WHAT YOU WILL DO »
The data below must be copied in full and without any change.

RECORDS FOR PROCESSING »
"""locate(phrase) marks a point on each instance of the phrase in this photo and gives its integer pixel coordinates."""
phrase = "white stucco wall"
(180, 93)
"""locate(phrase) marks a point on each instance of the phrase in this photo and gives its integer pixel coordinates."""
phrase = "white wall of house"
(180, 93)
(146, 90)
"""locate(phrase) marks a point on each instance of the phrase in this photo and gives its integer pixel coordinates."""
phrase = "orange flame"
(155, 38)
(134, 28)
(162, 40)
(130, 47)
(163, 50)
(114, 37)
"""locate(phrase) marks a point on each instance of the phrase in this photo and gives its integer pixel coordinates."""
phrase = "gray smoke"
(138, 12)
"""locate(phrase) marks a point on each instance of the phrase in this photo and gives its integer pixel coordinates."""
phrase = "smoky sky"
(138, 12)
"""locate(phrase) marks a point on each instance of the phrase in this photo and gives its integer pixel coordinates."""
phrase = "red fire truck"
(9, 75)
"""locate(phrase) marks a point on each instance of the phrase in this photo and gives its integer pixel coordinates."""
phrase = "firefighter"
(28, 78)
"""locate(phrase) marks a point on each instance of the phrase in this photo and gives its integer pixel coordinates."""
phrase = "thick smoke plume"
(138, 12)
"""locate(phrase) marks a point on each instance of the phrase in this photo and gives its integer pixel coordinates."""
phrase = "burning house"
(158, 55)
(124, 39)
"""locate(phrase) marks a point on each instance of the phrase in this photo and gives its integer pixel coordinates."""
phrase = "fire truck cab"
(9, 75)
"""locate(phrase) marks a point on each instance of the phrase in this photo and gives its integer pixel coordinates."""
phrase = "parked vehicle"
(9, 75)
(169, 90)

FINISHED EXERCISE »
"""locate(phrase) marks a point on each instance of the phrase in this photo and gives its integer pixel coordinates."""
phrase = "white stucco wall"
(180, 93)
"""locate(phrase) marks a point on each instance of the phrase in this photo and gives its integer pixel coordinates."""
phrase = "white wall of house"
(180, 93)
(146, 90)
"""locate(phrase) marks a point on each instance of the phrase in this photo and gives its integer pixel coordinates."""
phrase = "orange flame"
(155, 38)
(134, 28)
(162, 40)
(130, 47)
(163, 50)
(114, 37)
"""locate(phrase) marks a point on each instance of the phrase in this photo and gives its integer pixel coordinates."""
phrase = "gray smoke"
(138, 12)
"""locate(phrase) marks a point on each instance of the phrase in this photo and gives its integer pixel coordinates."""
phrase = "smoky sky"
(138, 12)
"""locate(phrase) marks a point on each instance of the phrase in this photo and gives its integer pixel coordinates."""
phrase = "red fire truck"
(9, 75)
"""locate(phrase) marks a point on each instance of the phrase in this photo and gives its integer pixel coordinates."""
phrase = "firefighter"
(28, 78)
"""locate(phrase) marks a point on each instance of the phrase in this photo and gives its integer pixel coordinates."""
phrase = "thick smoke plume"
(138, 12)
"""locate(phrase) marks a point on each instance of the phrase in this photo and gives its integer pixel coordinates."""
phrase = "burning house"
(158, 55)
(124, 39)
"""locate(phrase) marks a point on each instance of the phrase in this photo and gives its integer pixel coordinates."""
phrase = "fire truck cab"
(9, 75)
"""locate(phrase) marks a point on each instance of the phrase in this photo and gives its integer pixel coordinates."""
phrase = "parked vehicle"
(9, 75)
(169, 90)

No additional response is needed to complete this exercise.